• EXTRACT TO READ:
--------------------------------
Dog muzzle mailed to Tennessee's vaccine manager prior to her being fired

(CNN) -- Tennessee's former vaccine manager said she received a dog muzzle in the mail before she was fired.

Dr. Michelle Fiscus, a pediatrician who served as Tennessee's medical director of vaccine-preventable diseases and immunization, was fired Monday. In the week prior to her termination, she received a package containing a dog muzzle, she told CNN's Anderson Cooper on Wednesday.

Fiscus has been at the center of a political battle in Tennessee over the vaccination of adolescents against COVID-19. Before she was terminated, Fiscus released a memo citing Tennessee state law about whether minors may get medical care without their parents' permission.

Backlash to the memo from state lawmakers was swift and comes amid political polarization of vaccines as experts urge Americans to get their doses and disinformation continues to drive large portions of the population away.

Fiscus said prior to her termination, a large Amazon package was delivered to her state office addressed to her. Inside she found a dog muzzle. There was no note and Fiscus said she contacted Amazon to try and determine who sent the muzzle. Amazon refused to reveal the sender, Fiscus said.

CNN has reached out to Amazon for comment.

"At first, I thought that was a joke and contacted a few friends, and then, when no one claimed it, I realized that that was something that was sent to me as some kind of a message," Fiscus said.

At the advice of others, she said reported the incident to the Tennessee Department of Safety and Homeland Security, which confirmed to CNN it is investigating the dog muzzle package.

Fiscus said she told her husband, "They obviously didn't know me because they sent me a size three which is for beagles and I'm obviously a pit bull, which requires a size six." Fiscus said she is keeping the muzzle as a souvenir.

The memo Fiscus sent before she was fired


Fiscus told CNN she sent the memo at the center of the controversy because physicians who were administering COVID-19 vaccines asked her what to do when minors showed up to be inoculated without a parent.

In response, and in consultation with legal counsel at the Tennessee Department of Health, Fiscus said she sent a memo to the doctors citing the "mature minor doctrine," which allows health care providers to decide if any child has the capacity to consent to vaccination themselves.

The policy has been in place for 34 years, was public facing on the Tennessee Department of Health website and was blessed by the governor's office, she said.

But legislators quickly began contacting the health department asking questions about the memo that some said undermined parental authority. On Monday, Fiscus was fired. Tennessee's health department told CNN by email Tuesday it could not comment on personnel matters.

Fiscus said her firing was a symptom of a trend in many public health departments across the country. In her state, she sees a "bowing of the department of health to some saber-rattling of some of our legislators who felt that it was inappropriate to share the mature minor doctrine that has been Tennessee Supreme Court case law since 1987."

Legislative leaders are now seeking answers from Tennessee Gov. Bill Lee regarding his decision to fire the state's top vaccination expert in the middle of a pandemic.

During a virtual meeting with state legislative members Wednesday, Tennessee's Senate Democratic Caucus Chairwoman Raumesh Akbari said the decision to fire Fiscus has put the state in a more dangerous position.
--------------------------------
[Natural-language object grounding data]

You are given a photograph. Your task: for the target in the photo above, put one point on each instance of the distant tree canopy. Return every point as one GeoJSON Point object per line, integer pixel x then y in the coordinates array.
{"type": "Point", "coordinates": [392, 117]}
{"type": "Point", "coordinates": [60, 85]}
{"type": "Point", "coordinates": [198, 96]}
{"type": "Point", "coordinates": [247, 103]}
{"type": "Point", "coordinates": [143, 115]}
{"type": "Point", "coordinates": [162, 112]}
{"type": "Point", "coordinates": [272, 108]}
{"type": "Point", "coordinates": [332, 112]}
--------------------------------
• TASK DETAILS: How would you put this sentence from the news article into Spanish: "There was no note and Fiscus said she contacted Amazon to try and determine who sent the muzzle."? The material isn't needed for anything here.

• RESPONSE: No había ninguna nota y Fiscus dijo que se puso en contacto con Amazon para intentar determinar quién había enviado el bozal.